Referring expression pointing data
......

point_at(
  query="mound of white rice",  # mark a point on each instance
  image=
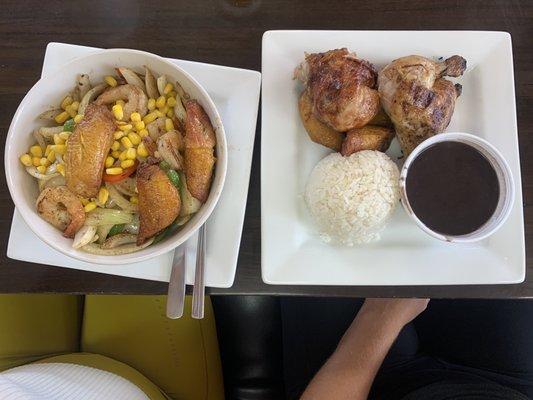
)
(351, 198)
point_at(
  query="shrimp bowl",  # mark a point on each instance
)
(117, 157)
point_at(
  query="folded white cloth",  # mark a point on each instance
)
(62, 381)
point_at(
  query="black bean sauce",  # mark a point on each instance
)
(452, 188)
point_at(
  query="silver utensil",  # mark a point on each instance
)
(198, 292)
(176, 285)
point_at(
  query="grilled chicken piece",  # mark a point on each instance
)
(367, 138)
(419, 101)
(342, 88)
(159, 201)
(200, 142)
(318, 131)
(87, 148)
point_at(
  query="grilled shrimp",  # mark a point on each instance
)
(136, 99)
(61, 208)
(200, 142)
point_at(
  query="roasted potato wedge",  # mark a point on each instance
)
(318, 131)
(159, 201)
(87, 148)
(367, 138)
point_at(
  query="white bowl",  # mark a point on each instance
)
(48, 92)
(503, 173)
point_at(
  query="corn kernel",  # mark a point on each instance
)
(125, 127)
(103, 195)
(61, 169)
(111, 81)
(143, 133)
(26, 160)
(134, 138)
(36, 151)
(67, 101)
(131, 153)
(135, 117)
(59, 148)
(171, 101)
(64, 135)
(114, 171)
(89, 206)
(57, 139)
(127, 163)
(126, 142)
(141, 150)
(118, 135)
(61, 117)
(161, 101)
(169, 125)
(151, 117)
(168, 88)
(118, 112)
(109, 161)
(71, 112)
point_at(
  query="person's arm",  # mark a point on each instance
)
(350, 371)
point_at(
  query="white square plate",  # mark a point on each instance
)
(292, 252)
(236, 95)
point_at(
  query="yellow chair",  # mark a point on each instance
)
(126, 335)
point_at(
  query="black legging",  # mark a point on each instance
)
(486, 340)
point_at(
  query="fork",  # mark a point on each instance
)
(198, 292)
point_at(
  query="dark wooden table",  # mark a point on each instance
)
(229, 33)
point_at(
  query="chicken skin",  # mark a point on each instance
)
(419, 101)
(342, 88)
(159, 200)
(200, 141)
(87, 148)
(318, 131)
(367, 138)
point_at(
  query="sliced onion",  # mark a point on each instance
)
(84, 84)
(131, 77)
(119, 200)
(161, 83)
(84, 236)
(119, 239)
(90, 96)
(127, 186)
(49, 115)
(151, 84)
(36, 174)
(125, 249)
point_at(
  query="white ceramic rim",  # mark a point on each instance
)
(503, 172)
(168, 244)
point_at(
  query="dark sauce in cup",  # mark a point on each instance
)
(452, 188)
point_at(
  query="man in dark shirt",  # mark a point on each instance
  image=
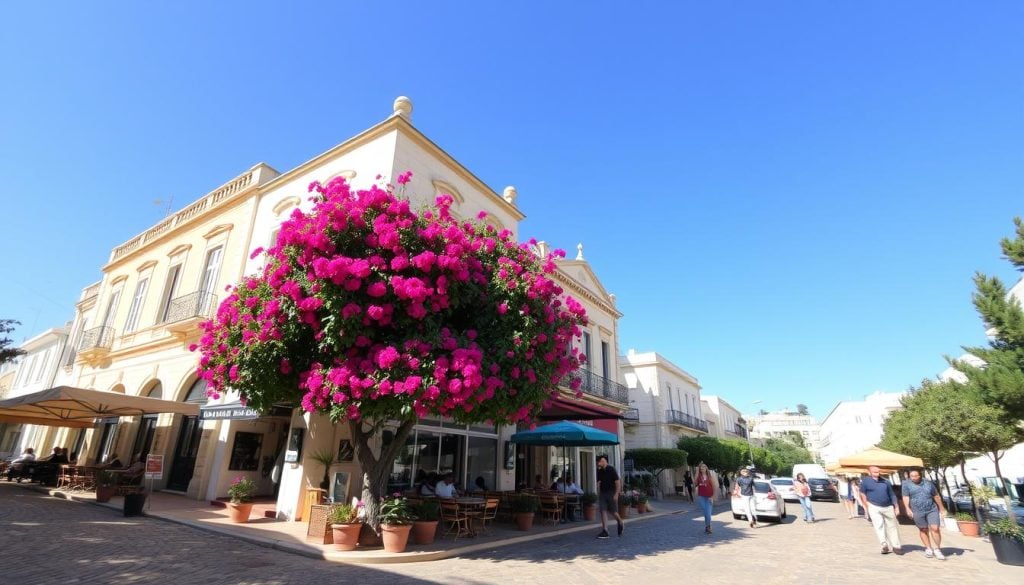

......

Copy out every line of the data where the word "grilled" occurs.

> Task solution:
  query="grilled chicken piece",  # mark a point on each instance
  query="grilled shrimp",  # mark a point on each instance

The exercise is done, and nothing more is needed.